**** Material provided

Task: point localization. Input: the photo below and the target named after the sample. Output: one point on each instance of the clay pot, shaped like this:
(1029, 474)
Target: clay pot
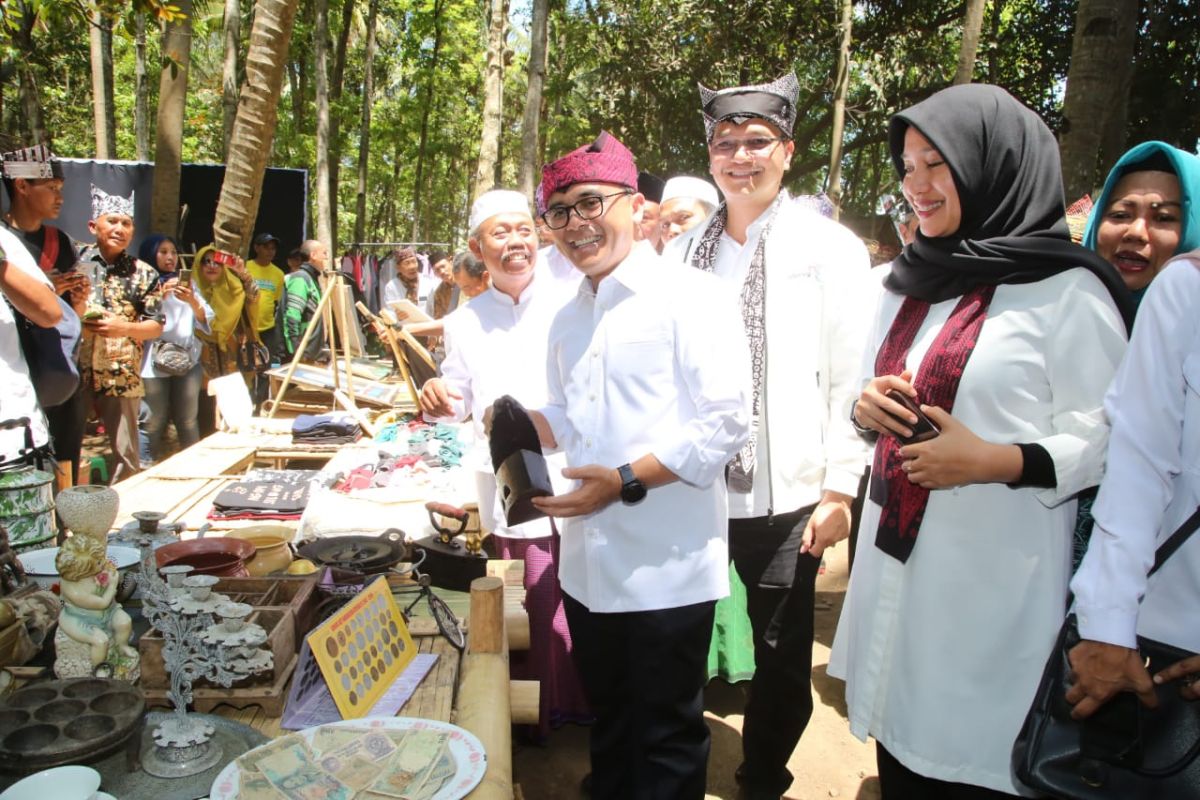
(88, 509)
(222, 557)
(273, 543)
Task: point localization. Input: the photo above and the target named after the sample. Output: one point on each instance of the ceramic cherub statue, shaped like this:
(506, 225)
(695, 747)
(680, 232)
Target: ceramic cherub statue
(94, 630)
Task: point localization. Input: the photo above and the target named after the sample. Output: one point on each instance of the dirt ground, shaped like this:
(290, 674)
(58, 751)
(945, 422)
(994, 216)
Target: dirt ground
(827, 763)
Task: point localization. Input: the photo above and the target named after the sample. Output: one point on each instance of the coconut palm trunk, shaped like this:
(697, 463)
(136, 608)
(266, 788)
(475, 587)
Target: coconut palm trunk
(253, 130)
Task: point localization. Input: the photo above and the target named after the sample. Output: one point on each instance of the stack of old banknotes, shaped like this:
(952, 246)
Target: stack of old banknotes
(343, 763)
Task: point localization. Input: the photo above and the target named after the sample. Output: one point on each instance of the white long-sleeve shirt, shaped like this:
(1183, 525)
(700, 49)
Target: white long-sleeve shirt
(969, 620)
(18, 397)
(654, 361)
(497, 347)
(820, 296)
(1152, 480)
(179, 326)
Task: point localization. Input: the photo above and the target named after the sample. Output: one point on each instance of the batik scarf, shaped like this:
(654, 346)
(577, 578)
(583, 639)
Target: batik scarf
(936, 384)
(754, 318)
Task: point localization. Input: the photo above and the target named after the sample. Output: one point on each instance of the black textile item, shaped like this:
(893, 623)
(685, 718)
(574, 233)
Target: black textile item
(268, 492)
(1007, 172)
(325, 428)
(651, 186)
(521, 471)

********
**** Material provided

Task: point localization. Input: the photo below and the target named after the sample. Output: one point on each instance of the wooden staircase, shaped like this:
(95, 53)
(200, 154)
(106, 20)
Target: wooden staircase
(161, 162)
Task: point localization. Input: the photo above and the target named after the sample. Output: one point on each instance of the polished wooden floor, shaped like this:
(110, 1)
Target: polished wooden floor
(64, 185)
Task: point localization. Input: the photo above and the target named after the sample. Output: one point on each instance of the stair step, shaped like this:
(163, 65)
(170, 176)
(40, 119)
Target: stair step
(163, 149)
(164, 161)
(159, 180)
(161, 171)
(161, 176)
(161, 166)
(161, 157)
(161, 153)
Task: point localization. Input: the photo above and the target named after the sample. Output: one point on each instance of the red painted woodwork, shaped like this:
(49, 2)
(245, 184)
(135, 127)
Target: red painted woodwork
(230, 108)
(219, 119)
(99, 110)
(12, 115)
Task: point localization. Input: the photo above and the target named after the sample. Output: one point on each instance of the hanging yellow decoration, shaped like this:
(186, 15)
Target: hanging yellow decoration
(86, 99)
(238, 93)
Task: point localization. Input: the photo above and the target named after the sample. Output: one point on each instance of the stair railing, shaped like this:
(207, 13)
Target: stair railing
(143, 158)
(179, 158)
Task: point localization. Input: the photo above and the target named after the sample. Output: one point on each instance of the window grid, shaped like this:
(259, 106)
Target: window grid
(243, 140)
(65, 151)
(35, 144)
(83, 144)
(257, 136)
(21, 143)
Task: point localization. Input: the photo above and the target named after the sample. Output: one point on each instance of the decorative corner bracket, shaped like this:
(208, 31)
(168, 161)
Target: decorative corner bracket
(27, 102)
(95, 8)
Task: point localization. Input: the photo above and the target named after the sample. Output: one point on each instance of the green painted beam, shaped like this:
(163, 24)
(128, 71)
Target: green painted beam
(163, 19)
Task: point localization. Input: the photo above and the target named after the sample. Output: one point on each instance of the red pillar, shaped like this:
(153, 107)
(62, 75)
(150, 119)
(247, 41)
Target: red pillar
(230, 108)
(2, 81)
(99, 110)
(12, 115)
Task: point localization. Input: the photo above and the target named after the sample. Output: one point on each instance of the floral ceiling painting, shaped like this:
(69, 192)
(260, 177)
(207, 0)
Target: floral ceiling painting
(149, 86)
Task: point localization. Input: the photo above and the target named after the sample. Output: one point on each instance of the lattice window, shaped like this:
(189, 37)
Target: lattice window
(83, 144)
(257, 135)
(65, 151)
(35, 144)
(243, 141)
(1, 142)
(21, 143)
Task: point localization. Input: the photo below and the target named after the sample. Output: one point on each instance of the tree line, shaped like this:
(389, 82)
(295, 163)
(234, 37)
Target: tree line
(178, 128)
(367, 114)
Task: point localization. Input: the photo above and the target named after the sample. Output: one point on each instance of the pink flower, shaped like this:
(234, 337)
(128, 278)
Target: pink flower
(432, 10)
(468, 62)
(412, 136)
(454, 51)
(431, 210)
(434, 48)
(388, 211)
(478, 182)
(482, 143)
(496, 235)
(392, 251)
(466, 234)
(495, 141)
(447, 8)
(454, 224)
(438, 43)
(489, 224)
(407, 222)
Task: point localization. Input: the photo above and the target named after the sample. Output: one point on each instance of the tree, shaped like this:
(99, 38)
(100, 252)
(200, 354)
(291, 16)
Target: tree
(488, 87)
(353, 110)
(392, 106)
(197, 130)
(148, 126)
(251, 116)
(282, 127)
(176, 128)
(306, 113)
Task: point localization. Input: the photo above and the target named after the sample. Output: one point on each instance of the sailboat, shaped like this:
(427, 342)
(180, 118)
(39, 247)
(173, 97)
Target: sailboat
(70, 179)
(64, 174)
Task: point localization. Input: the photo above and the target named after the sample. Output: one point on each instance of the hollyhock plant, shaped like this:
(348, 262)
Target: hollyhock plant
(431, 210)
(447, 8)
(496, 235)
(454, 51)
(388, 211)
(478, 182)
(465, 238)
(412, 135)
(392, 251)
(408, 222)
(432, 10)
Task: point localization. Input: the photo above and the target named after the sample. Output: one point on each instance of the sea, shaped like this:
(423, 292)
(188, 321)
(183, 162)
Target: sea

********

Report each line of the records above that contains the string "black", treating uppercase and lowercase letters as distinct.

Output of the exercise -
Task: point localization. Input: the photo above and the target named after the sample. Output: one point on each instance of the black textile item, shaped like this:
Target: black textile item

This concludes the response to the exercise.